> [SHORT PROBLEM] Only the lines from the one containing "Confirm that each instance of the hockey goalie" through the end of the entries should be returned, exactly as they are, with the pictures omitted.

[Dataset rows]
↓↓↓

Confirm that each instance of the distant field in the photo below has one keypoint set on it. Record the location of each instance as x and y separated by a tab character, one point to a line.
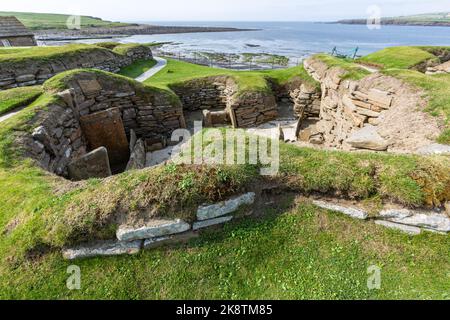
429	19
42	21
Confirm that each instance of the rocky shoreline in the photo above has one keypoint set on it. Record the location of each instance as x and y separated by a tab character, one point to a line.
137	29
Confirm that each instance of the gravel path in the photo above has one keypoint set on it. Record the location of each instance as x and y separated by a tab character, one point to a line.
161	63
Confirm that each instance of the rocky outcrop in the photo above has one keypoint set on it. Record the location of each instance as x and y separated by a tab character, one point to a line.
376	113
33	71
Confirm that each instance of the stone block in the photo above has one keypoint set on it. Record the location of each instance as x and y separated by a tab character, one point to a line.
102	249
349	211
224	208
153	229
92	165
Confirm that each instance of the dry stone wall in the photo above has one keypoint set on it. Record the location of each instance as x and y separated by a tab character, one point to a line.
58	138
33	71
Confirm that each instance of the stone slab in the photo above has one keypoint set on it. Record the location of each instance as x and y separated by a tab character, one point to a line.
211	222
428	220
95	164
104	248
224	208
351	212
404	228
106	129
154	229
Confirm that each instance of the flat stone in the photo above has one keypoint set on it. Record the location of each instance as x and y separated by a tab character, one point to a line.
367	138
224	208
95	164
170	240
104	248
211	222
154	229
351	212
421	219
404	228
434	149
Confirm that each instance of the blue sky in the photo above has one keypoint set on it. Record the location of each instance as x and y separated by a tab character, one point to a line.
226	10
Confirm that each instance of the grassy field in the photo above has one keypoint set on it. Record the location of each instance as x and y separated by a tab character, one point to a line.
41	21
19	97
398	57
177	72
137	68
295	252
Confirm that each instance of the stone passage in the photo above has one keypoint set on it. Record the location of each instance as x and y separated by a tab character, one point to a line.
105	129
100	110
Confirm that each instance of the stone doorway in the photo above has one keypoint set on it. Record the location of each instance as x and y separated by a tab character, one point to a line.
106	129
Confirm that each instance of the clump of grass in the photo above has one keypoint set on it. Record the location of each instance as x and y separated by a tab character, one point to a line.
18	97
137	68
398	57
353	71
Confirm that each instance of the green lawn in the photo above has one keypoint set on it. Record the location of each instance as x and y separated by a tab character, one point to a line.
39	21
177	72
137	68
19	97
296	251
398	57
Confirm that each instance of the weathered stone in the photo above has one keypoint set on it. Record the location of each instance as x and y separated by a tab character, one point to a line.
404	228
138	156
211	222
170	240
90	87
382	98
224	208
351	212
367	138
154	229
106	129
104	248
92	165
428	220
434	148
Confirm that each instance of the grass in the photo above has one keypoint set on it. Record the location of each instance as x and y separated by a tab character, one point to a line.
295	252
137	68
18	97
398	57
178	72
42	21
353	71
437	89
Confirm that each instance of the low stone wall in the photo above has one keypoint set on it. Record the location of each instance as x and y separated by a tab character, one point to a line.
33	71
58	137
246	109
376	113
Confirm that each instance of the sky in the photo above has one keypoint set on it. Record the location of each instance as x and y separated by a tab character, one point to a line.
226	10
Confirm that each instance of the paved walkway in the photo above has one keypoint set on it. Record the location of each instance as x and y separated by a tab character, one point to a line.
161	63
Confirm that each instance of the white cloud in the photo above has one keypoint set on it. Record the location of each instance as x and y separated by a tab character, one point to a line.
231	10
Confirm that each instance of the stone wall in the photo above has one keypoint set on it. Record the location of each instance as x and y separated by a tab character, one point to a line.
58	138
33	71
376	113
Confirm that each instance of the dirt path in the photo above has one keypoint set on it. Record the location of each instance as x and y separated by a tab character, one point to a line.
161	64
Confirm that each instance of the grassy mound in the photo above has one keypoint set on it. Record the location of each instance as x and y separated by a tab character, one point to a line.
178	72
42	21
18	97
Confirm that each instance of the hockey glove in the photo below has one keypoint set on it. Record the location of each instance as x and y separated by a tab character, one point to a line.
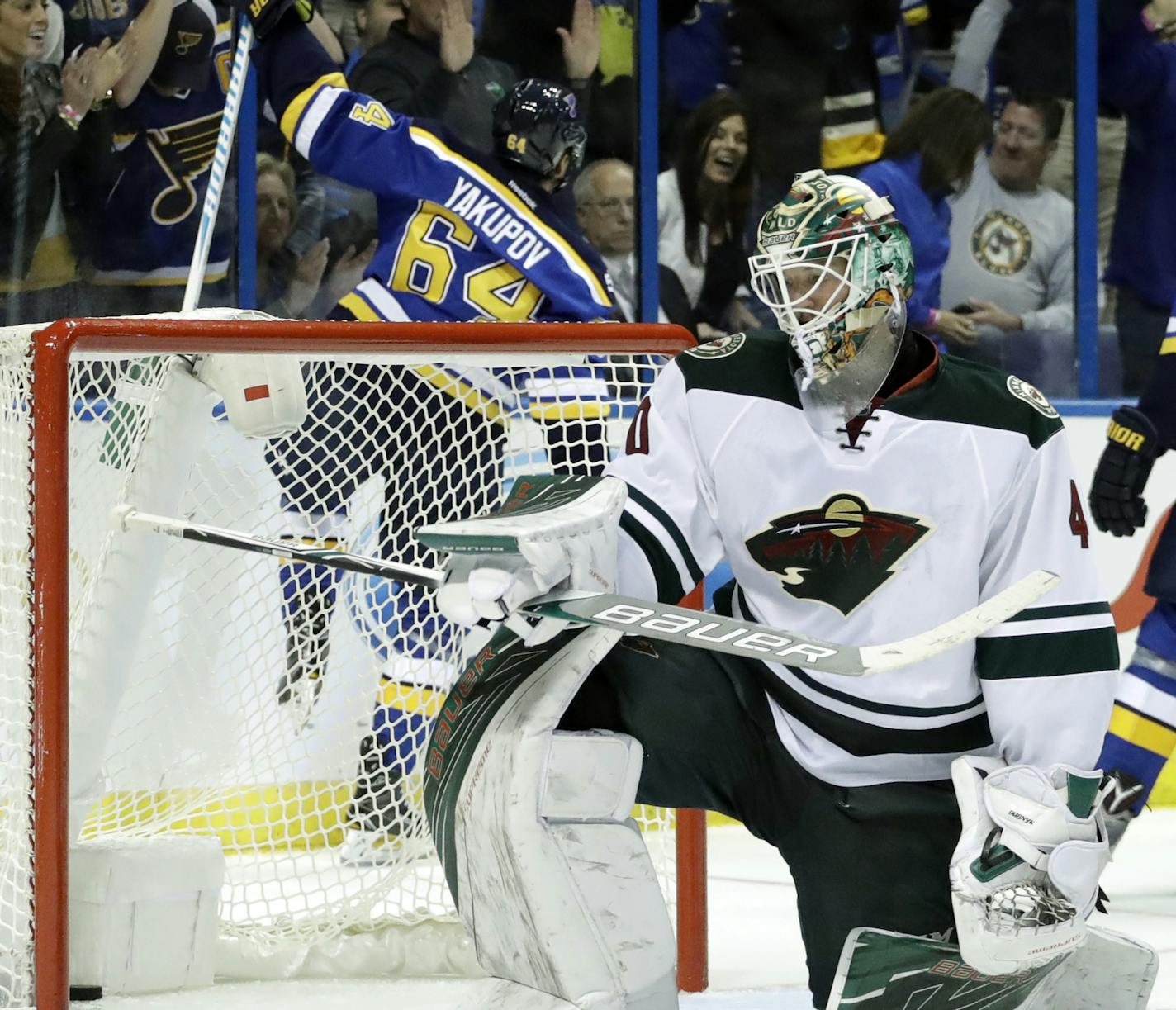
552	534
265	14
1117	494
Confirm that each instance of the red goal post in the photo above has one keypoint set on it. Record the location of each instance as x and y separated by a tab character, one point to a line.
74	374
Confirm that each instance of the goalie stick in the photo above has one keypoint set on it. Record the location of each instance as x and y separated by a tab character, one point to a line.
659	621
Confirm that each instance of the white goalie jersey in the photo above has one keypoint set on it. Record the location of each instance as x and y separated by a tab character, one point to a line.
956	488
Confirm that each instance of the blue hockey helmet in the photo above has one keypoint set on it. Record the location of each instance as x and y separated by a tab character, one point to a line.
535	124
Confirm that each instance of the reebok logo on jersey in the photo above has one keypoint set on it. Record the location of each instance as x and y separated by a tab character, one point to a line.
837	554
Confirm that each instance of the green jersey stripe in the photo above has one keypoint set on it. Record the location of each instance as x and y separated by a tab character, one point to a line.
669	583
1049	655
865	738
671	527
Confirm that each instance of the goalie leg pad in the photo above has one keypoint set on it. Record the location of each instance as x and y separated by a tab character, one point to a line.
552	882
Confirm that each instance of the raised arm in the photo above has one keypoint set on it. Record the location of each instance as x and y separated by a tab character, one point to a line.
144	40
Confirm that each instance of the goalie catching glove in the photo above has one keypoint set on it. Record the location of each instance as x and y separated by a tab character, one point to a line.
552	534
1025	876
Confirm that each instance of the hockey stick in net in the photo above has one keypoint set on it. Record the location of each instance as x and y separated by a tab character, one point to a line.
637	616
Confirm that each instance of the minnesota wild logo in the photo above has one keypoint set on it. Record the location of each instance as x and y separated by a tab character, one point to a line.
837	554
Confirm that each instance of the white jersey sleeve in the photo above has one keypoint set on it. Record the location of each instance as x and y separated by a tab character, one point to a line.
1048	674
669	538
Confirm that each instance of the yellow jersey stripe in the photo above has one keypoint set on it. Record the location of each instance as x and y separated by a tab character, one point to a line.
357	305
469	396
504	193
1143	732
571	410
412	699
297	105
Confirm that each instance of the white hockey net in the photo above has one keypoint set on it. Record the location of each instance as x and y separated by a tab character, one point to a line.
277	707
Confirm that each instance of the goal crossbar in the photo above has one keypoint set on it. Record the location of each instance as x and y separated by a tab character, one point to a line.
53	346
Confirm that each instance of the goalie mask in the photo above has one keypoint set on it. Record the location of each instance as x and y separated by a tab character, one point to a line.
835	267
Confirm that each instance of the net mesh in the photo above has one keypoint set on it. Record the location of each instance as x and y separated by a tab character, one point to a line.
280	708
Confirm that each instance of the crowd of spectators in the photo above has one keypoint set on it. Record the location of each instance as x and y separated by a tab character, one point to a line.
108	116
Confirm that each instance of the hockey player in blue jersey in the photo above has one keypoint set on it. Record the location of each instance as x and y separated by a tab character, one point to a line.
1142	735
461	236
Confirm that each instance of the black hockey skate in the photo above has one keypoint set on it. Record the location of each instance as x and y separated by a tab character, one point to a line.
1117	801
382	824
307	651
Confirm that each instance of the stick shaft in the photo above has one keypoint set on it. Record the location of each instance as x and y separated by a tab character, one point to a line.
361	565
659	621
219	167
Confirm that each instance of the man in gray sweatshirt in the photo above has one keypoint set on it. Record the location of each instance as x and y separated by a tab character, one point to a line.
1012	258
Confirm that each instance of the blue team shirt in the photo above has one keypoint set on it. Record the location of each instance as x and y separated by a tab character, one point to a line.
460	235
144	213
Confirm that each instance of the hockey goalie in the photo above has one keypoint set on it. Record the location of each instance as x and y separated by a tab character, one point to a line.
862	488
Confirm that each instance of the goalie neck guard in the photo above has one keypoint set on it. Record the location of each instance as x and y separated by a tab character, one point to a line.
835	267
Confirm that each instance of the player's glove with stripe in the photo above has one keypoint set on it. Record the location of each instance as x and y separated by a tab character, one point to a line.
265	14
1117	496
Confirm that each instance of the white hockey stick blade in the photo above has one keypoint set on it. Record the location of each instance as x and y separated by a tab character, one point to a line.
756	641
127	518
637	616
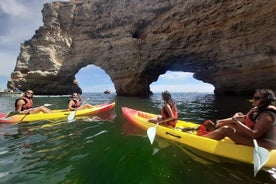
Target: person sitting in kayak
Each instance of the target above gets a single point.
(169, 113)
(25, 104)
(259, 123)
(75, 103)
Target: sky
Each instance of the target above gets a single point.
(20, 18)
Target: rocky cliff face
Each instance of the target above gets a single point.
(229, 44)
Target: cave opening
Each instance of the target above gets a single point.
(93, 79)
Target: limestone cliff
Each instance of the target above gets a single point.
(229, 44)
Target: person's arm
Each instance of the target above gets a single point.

↑↑↑

> [RESULT FOR THIS EXERCISE]
Confirm that each instance of the hockey goalie in the photo above has one keypoint set on it. Record the location of each instance as x and y separated by a tab character, one point to a line.
862	488
Confirm that each instance of the goalie neck guard in the photo above has one keypoint set on it. Record the location of each instance as x and y separated by a tab character, one point to a line.
835	267
Confirm that each instance of the player's glove with stripe in the photo above has one keypoint set on it. Record the location of each instance as x and y separated by a tab character, one point to a line.
265	14
1117	496
Confirm that each instance of the white hockey stick blade in the photo above has one keypoint set on it. Record the location of each instance as x and y separated by a tab character, one point to a line.
756	641
127	518
637	616
Target: person sitting in kayak
Each instance of the target above gets a single point.
(169, 113)
(25, 104)
(259, 123)
(75, 103)
Target: sky
Each instance of the target above gets a single point.
(20, 18)
Target: rocky cliff face
Each instance of the target above gets a single point.
(229, 44)
Target: cave opening
Each instance of the target above gets a single point.
(93, 79)
Target: limestone cliff
Each instance of the target above gets a single point.
(229, 44)
Target: person's arm
Each instance of the target above gets a single point.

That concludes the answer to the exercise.